"""

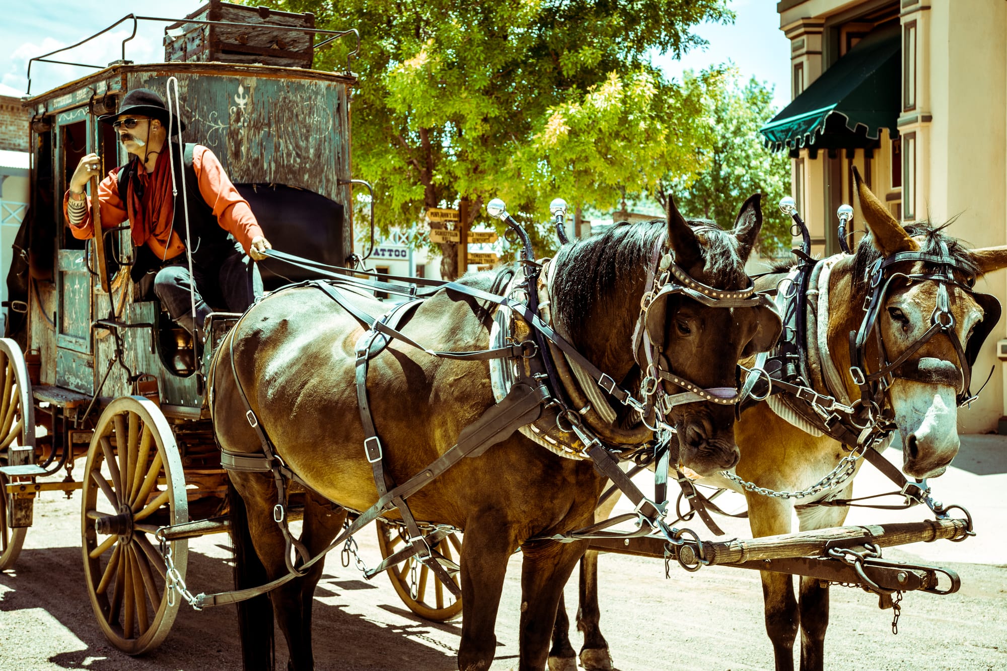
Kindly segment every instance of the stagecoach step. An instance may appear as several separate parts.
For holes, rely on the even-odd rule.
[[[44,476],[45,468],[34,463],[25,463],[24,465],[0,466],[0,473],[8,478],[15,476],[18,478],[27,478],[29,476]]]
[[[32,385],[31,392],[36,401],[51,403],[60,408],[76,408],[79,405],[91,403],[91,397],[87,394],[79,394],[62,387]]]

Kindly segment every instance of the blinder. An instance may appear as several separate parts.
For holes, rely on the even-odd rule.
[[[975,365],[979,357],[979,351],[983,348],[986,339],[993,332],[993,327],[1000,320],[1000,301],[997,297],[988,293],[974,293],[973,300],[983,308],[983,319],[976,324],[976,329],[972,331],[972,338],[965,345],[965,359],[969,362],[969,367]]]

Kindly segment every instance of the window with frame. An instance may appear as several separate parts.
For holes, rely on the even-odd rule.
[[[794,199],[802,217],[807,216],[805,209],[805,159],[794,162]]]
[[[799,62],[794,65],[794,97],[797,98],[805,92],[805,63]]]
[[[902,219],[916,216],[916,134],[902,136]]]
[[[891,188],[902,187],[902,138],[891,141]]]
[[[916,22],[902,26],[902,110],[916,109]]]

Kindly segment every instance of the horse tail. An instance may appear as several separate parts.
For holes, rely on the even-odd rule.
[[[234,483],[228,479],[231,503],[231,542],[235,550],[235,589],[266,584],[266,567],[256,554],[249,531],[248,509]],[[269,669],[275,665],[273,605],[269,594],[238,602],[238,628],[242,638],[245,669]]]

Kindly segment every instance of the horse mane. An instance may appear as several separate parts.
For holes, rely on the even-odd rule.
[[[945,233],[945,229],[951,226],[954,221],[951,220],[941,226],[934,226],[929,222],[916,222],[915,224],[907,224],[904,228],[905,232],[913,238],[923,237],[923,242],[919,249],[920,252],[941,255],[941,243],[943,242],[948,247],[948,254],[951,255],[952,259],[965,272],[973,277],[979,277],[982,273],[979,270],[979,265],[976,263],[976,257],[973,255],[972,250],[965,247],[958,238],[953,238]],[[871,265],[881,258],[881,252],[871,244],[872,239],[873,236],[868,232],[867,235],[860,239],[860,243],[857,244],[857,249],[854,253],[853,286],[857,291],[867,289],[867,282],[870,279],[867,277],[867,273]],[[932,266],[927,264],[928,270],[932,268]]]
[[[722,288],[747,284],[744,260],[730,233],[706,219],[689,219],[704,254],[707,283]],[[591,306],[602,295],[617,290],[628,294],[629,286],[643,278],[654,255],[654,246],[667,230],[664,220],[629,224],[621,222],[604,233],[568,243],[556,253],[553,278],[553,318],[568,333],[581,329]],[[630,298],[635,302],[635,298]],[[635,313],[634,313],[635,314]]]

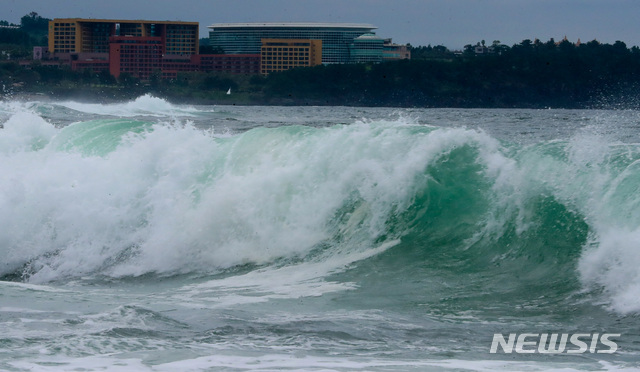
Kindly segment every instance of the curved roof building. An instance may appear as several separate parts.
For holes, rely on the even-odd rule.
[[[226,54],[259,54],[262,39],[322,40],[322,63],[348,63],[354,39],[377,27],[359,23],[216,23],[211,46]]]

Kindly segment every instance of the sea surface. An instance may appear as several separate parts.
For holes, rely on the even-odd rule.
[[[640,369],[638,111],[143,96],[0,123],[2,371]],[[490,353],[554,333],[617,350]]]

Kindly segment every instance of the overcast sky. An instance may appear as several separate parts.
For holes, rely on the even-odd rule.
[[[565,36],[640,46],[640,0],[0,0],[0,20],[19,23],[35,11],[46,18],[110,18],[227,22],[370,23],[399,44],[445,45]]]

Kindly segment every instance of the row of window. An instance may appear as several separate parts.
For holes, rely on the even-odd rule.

"""

== Instruction ==
Pick out every line of the records that contains the word "parts", and copy each one.

== Response to this task ==
Kindly segment every instance of the stagecoach step. An instance may appear as several separate parts.
Kindly segment every instance of the blinder. An instance may appear as several separate parts.
Kindly segment every instance of the window with frame. An instance may appear as several separate parts.
Kindly segment every instance of the horse tail. An instance may appear as several separate parts.
Kindly segment every instance of the horse mane. An instance may appear as several separate parts.
Kindly segment every instance of the curved roof building. An instance may appear as several separate parts.
Kindly segment every instance of the sea surface. An instance may appear as several separate parts.
Kindly segment every instance of the overcast sky. An instance may appear as several separate parts.
Kindly segment every instance of the row of window. An instance may appear as several separate parts.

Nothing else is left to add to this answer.